** begin **

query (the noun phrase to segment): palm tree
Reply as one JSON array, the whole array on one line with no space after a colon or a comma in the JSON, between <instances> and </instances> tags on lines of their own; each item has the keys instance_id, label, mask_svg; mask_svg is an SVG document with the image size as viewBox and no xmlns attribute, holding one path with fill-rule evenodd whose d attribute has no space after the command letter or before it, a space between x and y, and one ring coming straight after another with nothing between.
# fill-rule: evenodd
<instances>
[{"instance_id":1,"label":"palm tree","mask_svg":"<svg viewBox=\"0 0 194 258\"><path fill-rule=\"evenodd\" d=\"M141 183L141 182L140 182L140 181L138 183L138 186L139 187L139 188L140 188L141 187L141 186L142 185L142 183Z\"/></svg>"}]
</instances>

** end **

Reproduce the records above line for line, with no changes.

Solution to this problem
query (the noun phrase to segment): palm tree
Reply as one JSON array, the whole array on one line with no space after a colon or a comma in the JSON, between <instances> and </instances> tags on lines of their own; each item has the keys instance_id, label, mask_svg; mask_svg is an SVG document with the image size as viewBox and no xmlns attribute, holding one path with fill-rule evenodd whose d attribute has no space after the command letter or before it, a space between x and y, and one ring coming straight after another with nothing between.
# fill-rule: evenodd
<instances>
[{"instance_id":1,"label":"palm tree","mask_svg":"<svg viewBox=\"0 0 194 258\"><path fill-rule=\"evenodd\" d=\"M141 183L141 182L140 182L140 181L138 183L138 186L139 187L139 188L140 188L141 187L141 186L142 185L142 183Z\"/></svg>"}]
</instances>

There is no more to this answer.